* **EXERCISE**: Can you render every line of the listing below as a numbered list, leaving out any blank lines?
>> START PROVIDED DATA
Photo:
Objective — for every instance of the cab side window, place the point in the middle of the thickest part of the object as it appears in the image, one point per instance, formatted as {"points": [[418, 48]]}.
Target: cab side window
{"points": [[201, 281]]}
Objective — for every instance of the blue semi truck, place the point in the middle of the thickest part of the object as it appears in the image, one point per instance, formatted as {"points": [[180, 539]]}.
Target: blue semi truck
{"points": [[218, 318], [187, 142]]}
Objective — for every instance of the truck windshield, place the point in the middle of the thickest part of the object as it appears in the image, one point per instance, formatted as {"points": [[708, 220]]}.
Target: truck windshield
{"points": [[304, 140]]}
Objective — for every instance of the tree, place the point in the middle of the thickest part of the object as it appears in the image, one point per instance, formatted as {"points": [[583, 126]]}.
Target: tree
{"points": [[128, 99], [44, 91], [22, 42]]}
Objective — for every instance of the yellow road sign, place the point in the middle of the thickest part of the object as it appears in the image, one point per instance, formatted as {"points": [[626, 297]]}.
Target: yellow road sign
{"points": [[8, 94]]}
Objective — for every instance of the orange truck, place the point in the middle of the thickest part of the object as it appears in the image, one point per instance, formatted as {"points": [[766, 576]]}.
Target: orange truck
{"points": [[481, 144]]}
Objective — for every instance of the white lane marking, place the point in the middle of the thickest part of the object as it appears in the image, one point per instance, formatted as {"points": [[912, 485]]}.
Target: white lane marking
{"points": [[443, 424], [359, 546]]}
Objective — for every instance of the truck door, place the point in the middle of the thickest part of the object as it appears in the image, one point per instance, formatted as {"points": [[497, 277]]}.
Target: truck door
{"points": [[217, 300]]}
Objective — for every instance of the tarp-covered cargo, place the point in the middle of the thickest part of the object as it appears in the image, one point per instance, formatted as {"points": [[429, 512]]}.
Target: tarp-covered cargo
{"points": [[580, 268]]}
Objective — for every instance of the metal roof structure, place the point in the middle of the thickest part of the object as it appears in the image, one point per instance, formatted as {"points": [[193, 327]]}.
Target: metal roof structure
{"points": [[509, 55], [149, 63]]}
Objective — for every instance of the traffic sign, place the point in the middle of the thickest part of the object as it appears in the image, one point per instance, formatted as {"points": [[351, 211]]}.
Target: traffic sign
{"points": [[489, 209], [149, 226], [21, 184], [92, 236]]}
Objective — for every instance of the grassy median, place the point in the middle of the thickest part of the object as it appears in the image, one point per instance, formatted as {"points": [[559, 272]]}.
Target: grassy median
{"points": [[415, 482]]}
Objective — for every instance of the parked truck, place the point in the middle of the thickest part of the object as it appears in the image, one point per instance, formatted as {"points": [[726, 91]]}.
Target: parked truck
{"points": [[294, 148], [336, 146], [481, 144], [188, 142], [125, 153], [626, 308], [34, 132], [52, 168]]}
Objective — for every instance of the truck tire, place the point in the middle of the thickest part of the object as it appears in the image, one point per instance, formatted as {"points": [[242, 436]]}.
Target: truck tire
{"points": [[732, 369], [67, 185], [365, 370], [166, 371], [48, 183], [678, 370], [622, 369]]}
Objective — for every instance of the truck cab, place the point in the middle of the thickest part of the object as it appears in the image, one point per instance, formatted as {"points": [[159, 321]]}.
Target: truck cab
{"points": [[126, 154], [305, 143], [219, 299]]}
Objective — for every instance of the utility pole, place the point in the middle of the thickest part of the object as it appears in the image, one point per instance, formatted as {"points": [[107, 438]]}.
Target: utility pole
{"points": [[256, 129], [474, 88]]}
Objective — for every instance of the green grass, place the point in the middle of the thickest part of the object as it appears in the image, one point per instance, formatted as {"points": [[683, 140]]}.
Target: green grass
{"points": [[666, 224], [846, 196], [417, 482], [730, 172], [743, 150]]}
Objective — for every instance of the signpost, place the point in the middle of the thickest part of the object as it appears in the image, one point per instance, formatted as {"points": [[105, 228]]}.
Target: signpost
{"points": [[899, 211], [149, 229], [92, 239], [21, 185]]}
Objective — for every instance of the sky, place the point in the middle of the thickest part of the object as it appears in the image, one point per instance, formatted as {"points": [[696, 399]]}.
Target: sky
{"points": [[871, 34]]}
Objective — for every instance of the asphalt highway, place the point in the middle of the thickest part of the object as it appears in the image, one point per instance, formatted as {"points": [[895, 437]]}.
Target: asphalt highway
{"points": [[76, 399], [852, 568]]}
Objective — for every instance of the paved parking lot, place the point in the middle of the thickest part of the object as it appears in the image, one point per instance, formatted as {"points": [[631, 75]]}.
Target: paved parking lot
>> END PROVIDED DATA
* **TASK RESPONSE**:
1. Photo:
2. Objective — for every instance of the cab side window, place the point in the middle of the thickest part of the object as it appears in the image, one point per instance, formatted as {"points": [[418, 48]]}.
3. Target: cab side window
4. {"points": [[201, 281]]}
5. Objective — for every instance of the blue semi truck, place the point in the middle of the thickest part of the object as it appears in the image, one point per instance, formatted as {"points": [[180, 539]]}.
6. Target: blue semi truck
7. {"points": [[218, 318], [187, 142]]}
8. Objective — for every instance of the truck windshield, place the point in the middle of the thickest part of the object as it appears in the image, one point per instance, formatted as {"points": [[708, 220]]}.
9. Target: truck windshield
10. {"points": [[304, 140]]}
11. Objective — for every instance of the tree, place the point in the middle of the thickest part of the object as it appears in the image, one point per instance, formatted as {"points": [[583, 126]]}.
12. Target: tree
13. {"points": [[128, 99], [44, 91], [22, 42]]}
14. Objective — for every instance of the yellow road sign, place the point in the middle of the thickest part of the object as it appears in the image, one point per instance, formatted as {"points": [[626, 297]]}.
15. Target: yellow road sign
16. {"points": [[8, 94]]}
17. Objective — for every instance of the orange truck, place the point in the middle of the thickest part of the object as it appears in the image, one point per instance, formatted as {"points": [[766, 576]]}.
18. Target: orange truck
19. {"points": [[481, 144]]}
20. Objective — for every instance of the white lane marking, place the point in the middle of the thickest part of the object as it appears in the image, one point per instance, formatted as {"points": [[912, 485]]}.
21. Target: white lane marking
22. {"points": [[443, 424], [359, 546]]}
23. Objective — for every instance of the truck door, place the point in the middle of the thickest part of the object as it appears in the image, one point per instance, formatted as {"points": [[497, 277]]}.
24. Target: truck door
25. {"points": [[217, 300]]}
26. Objective — for every instance of the tarp-covered cargo, place the point in the middle of the thickest part of the object as it appears in the image, one point per instance, formatted as {"points": [[429, 512]]}.
27. Target: tarp-covered cargo
28. {"points": [[580, 268]]}
29. Objective — for every instance of the metal roof structure, place the point in the middle of the thickest part of the object as it appears in the image, one point per instance, formatted as {"points": [[193, 327]]}.
30. Target: metal roof structure
31. {"points": [[509, 55], [149, 63]]}
32. Objective — for every instance of the traffic sign, place the point in the middle of the thickest part of the object as it appears in the image, one point per instance, formatted as {"points": [[351, 211]]}.
33. Target: traffic sign
34. {"points": [[489, 209], [149, 226], [21, 184], [92, 236]]}
35. Objective — for every instance of the grassy median, place the point in the middle of the thickest part of the object as it appears in the image, one point per instance, formatted as {"points": [[559, 272]]}.
36. Target: grassy median
37. {"points": [[415, 482]]}
38. Objective — for every instance of the parked truck, place the point in the middle of the thickest part of the object as it appears in the image, one point per instance, formatted as {"points": [[726, 91]]}.
39. Target: parked truck
40. {"points": [[294, 148], [336, 146], [481, 144], [188, 142], [125, 153], [626, 308], [34, 132], [52, 168]]}
41. Objective — for every instance of the truck tire, place the point in the middle of the thickest part of the object as it appears in the image, one point per instance, formatted as {"points": [[242, 436]]}.
42. Target: truck tire
43. {"points": [[732, 369], [67, 185], [365, 370], [166, 371], [48, 183], [678, 370], [622, 369]]}
44. Objective — for every instance of the truck cab, place the point in the middle of the thickest part of the object as it appears in the image, one point per instance, formatted as {"points": [[159, 321]]}.
45. Target: truck cab
46. {"points": [[126, 154], [305, 143], [219, 299]]}
47. Objective — for every instance of the utility pole, place the point in the middle of the thickest part of the object as it appears in the image, one point per instance, formatted as {"points": [[107, 438]]}.
48. Target: utility pole
49. {"points": [[256, 129], [474, 88]]}
50. Objective — for every instance of the green grass, place the point in the middle of the thickest part of the object as it appears in the image, one point per instance, formatted as {"points": [[683, 140]]}.
51. Target: green grass
52. {"points": [[666, 224], [846, 196], [417, 482], [730, 172], [743, 150]]}
53. Objective — for every instance of the signpost, place the point in the middle of the thickest part of the object as it appears in the image, one point per instance, formatted as {"points": [[105, 228]]}.
54. Target: signpost
55. {"points": [[899, 211], [149, 229], [92, 239], [21, 185]]}
56. Objective — for every instance of the sky, place the point in the middle of the thickest part of the object as it appears in the image, one point per instance, formatted as {"points": [[696, 399]]}.
57. Target: sky
58. {"points": [[871, 34]]}
59. Objective — for every instance of the asphalt highway, place the point in the middle of the thickest part of the object as it appears in the image, one point per instance, formatted as {"points": [[895, 437]]}.
60. Target: asphalt highway
61. {"points": [[76, 399], [852, 568]]}
62. Objective — for every instance of the paved parking lot, place the point in the middle of the thickest part of the object as it appears in the image, one point per instance, formatted as {"points": [[631, 75]]}.
63. Target: paved parking lot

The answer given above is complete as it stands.